# EXERCISE DESCRIPTION
Do these statements agree with the article on veterans' suicide prevention: (a) Mr. Bedard's survey drew 17 responses within a couple of hours; (b) Veterans Affairs planned to release its first annual suicide report in December 2016; (c) Mike Blais founded the Canadian Veterans Advocacy? Answer yes or no for each, quoting the words of the article that decide it.

# DOCUMENT PASSAGE

◆ ◆ ◆ ◆

Post by Guest on Fri 07 Oct 2016, 05:18

Ottawa moving too slowly on suicide-prevention strategy: veterans’ advocates.

Oct. 06, 2016

Canada’s Veterans Affairs Minister says the government is working hard on a strategy to prevent military personnel and former soldiers from killing themselves, but veterans’ advocates are frustrated with the amount of time it is taking just to assess the scope of the problem.

Kent Hehr, the Calgary MP who was appointed nearly a year ago to head the long-troubled veterans department, emerged Thursday from a two-day, closed-door meeting with stakeholders to say the participants pointed out he had yet to complete many of the tasks on his mandate letter from Prime Minister Justin Trudeau.

Among them is the development, in conjunction with the Department of National Defence, of a suicide-prevention strategy for veterans and current members of the forces. A continuing Globe and Mail investigation has found that at least 62 of the soldiers, sailors and aviators who were deployed to Afghanistan took their own lives after their deployment.

Mr. Hehr said his department is working closely with Defence to modernize the suicide-prevention policy and to ensure that the best practices are being followed. “We are moving along relatively quickly,” he told reporters. “I am pleased at the progress we have made. In particular over the summer, a lot of heavy lifting has been done.”

But the pace is not fast enough for veterans advocates who say lives are at risk and the government has been too slow to obtain the data that would reveal the scope of the problem.

Veterans Affairs said last December that it would start to release annual reports on the suicides of former members – a gap in knowledge that was highlighted by The Globe’s investigation – but would not do so until December, 2017.

There was a lot of talk at the two-day meeting about suicide, said Aaron Bedard, an Afghanistan veteran who is part of a class-action lawsuit alleging that modern-day soldiers who are disabled in the line of duty are not treated as well as those who fought in the world wars and Korea.

“We’ve been pushing for a year and a half for suicide data,” said Mr. Bedard. “We want to know where, when and why people commit suicide after they serve, and how soon after they have left the military it’s happening. We want to see the trends, we want to see the regions. We want to get a sense of areas where there might be a hot pocket of suicides. And we want to know why. What’s working, what’s not?”

Frustrated with being told that it will be more than a year before the government releases numbers, Mr. Bedard posted his own survey Thursday to his Veteran Guerrilla Radio Facebook page, a public discussion forum for ex-military members. It asks the public to tell what they know about veterans’ suicides. Within a couple of hours, he had 17 responses.

The aim, said Mr. Bedard, is to expose trends – to determine whether the release process is contributing to suicides or if the interaction with Veterans Affairs, especially on issues of mental health, has been too adversarial.

The Veterans Affairs department says it is moving as quickly as possible to gather the information about suicides but it is depending on Statistics Canada to link its data about mortality with release information from the Canadian Armed Forces. All parties are expending considerable effort to ensure that the numbers are accurate and complete, said a Veterans Affairs spokesman in an e-mail.

Mike Blais, the founder of the Canadian Veterans Advocacy, who also attended the meeting, said there are good people working in an advocacy group established to advise the Veterans Affairs Minister about mental health and suicide, but they have not been provided with the time or the resources they need to do the job.

“We have asked for the numbers of veterans who have committed suicide. There are none,” said Mr. Blais. “There’s a lot we can do to prevent suicide, but unless we have that knowledge, unless we bring in the doctors and the people who are pros to discuss this and come up with effective solutions, it’s going to continue. The scourge will never stop.”

◆ ◆ ◆ ◆

# DATA SECTION
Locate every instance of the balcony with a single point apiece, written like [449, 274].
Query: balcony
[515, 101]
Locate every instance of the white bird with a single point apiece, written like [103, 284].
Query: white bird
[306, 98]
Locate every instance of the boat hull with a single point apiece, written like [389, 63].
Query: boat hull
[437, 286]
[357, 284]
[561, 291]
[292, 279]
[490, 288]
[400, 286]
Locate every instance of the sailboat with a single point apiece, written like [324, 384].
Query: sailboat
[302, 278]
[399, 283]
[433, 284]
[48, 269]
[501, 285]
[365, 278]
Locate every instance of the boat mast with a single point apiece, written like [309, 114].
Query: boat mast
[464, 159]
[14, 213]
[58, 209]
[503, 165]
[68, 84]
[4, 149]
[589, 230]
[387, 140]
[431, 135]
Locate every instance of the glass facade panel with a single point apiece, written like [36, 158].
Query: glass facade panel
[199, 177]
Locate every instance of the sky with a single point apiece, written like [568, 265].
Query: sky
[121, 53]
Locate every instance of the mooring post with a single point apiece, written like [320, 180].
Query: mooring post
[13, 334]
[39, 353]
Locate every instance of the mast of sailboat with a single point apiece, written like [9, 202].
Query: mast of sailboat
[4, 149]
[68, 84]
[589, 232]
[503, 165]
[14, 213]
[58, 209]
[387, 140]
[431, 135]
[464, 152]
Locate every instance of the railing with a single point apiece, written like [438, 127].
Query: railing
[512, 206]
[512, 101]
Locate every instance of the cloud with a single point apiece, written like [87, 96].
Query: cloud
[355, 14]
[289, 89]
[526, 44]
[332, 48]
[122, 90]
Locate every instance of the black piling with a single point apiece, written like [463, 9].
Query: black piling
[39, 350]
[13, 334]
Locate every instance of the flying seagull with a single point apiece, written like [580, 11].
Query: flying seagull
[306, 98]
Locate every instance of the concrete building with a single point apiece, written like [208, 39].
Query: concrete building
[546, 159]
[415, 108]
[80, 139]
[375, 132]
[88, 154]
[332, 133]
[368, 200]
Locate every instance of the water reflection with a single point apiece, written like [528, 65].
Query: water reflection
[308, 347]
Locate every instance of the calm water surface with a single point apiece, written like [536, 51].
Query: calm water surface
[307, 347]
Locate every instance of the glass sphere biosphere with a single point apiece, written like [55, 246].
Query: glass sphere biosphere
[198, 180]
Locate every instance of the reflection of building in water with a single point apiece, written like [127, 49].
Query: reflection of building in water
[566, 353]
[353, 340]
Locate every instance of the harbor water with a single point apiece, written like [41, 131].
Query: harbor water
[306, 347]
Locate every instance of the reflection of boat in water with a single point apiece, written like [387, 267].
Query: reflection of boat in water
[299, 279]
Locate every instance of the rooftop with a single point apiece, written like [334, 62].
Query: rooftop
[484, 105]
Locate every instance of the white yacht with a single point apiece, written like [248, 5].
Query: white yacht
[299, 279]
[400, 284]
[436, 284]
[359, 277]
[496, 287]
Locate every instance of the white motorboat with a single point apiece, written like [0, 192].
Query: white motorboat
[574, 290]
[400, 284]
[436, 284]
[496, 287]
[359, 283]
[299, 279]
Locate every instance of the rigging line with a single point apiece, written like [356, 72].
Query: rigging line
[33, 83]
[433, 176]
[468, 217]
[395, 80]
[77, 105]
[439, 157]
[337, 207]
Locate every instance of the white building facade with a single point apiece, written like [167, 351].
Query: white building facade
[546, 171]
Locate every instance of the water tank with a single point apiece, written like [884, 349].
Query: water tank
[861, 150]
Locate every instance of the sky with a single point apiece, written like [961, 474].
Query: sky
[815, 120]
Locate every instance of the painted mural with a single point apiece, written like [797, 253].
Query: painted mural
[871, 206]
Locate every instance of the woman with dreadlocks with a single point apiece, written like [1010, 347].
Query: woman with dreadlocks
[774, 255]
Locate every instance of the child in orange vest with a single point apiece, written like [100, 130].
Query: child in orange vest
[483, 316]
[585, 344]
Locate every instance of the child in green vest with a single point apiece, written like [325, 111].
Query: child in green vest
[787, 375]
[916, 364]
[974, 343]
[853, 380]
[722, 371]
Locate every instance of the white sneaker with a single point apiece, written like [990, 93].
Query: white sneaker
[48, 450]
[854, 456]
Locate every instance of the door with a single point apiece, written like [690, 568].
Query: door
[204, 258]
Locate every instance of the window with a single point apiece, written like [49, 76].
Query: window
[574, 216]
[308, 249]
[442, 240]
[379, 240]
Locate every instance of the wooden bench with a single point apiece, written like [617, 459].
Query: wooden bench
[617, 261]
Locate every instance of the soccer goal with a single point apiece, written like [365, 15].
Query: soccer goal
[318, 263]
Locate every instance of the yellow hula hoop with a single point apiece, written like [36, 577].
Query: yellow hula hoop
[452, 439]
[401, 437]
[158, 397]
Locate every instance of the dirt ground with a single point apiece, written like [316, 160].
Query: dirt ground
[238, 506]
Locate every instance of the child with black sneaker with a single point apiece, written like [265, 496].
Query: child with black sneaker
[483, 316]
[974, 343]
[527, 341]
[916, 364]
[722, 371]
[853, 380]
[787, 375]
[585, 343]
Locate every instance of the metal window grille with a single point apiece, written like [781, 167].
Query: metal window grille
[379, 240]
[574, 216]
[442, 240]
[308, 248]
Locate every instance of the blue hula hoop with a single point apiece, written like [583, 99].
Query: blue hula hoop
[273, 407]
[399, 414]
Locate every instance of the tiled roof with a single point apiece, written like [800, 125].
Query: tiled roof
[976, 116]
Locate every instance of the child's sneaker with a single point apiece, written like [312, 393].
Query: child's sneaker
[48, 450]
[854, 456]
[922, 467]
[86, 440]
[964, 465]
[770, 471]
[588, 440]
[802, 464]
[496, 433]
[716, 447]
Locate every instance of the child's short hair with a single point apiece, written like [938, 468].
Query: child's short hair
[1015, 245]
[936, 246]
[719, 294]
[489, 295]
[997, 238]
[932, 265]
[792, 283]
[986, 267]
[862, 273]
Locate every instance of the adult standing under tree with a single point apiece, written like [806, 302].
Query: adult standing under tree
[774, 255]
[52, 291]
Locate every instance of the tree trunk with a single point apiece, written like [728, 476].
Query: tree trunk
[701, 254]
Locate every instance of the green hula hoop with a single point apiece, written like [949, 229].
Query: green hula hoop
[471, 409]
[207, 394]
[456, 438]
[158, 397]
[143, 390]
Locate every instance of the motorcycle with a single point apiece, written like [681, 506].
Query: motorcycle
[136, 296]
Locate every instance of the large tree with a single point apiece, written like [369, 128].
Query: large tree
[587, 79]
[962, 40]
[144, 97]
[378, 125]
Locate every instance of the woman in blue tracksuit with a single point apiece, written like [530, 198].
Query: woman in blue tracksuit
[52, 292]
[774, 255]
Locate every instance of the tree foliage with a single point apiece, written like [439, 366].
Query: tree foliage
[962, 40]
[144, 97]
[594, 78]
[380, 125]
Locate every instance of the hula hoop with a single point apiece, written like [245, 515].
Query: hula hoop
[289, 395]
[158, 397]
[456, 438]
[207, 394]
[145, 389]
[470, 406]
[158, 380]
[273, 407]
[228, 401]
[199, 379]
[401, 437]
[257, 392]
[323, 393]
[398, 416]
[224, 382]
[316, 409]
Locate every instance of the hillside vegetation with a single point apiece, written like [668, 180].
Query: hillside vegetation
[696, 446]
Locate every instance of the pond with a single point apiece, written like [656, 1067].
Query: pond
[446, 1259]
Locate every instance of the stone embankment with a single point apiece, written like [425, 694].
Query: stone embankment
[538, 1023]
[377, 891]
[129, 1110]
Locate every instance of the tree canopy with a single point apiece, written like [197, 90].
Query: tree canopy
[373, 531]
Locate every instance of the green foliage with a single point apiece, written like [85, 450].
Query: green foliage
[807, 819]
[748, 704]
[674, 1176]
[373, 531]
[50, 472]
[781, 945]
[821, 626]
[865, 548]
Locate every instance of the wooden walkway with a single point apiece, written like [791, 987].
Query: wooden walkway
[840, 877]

◆ ◆ ◆ ◆

# RESPONSE AREA
(a) Yes: "Within a couple of hours, he had 17 responses."
(b) No: "but would not do so until December, 2017."
(c) Yes: "Mike Blais, the founder of the Canadian Veterans Advocacy"